● Request: Could you retype the rows below character for character, leaving out the pictures?

● Supplied entries:
#####

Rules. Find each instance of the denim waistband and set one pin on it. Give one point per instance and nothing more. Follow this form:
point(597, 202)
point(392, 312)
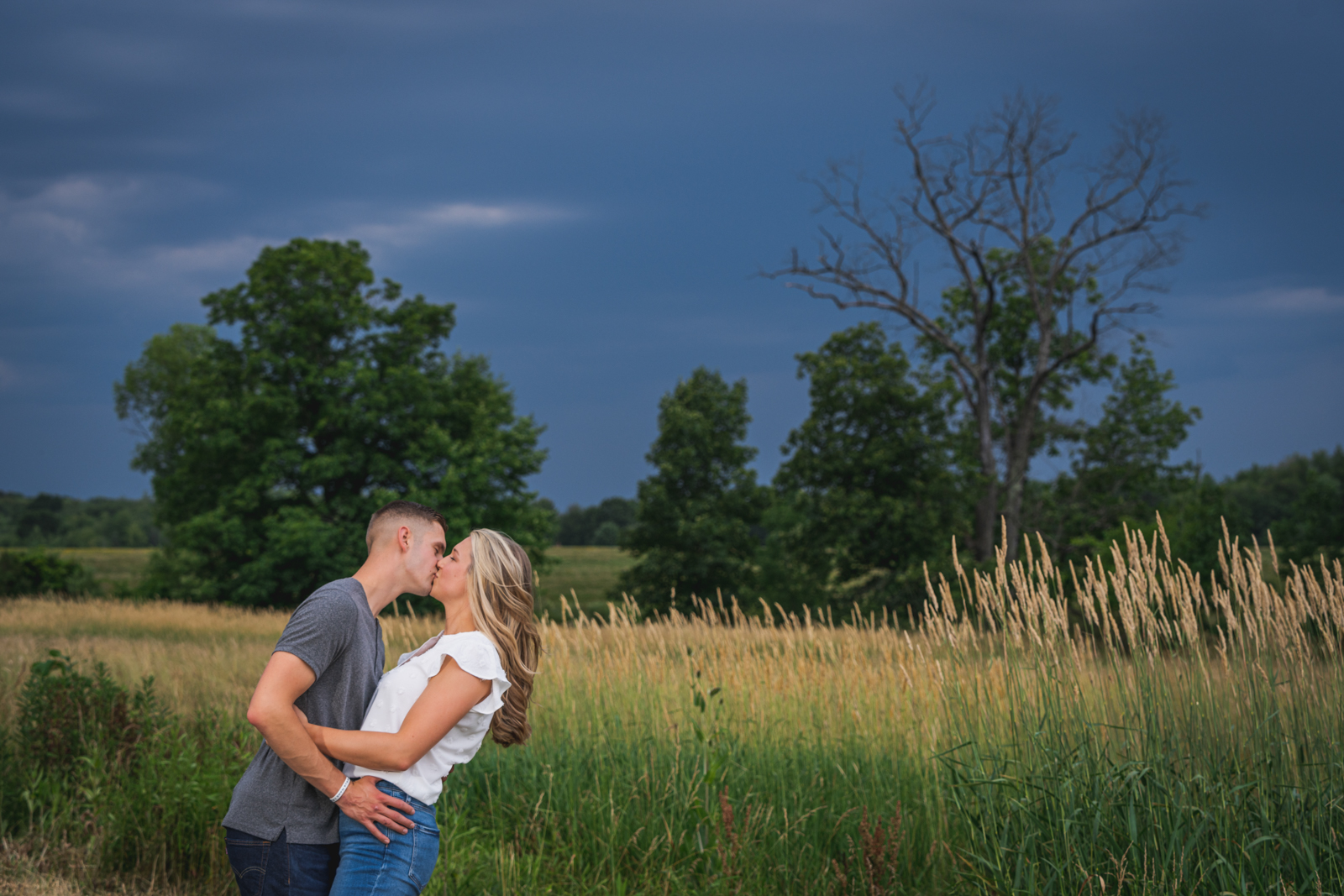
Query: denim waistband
point(393, 790)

#####

● Response for this exercise:
Rules. Find each instance of the denim waistband and set one pin on it. Give one point per instance and nothing more. Follow this form:
point(597, 202)
point(392, 312)
Query: denim waistband
point(393, 790)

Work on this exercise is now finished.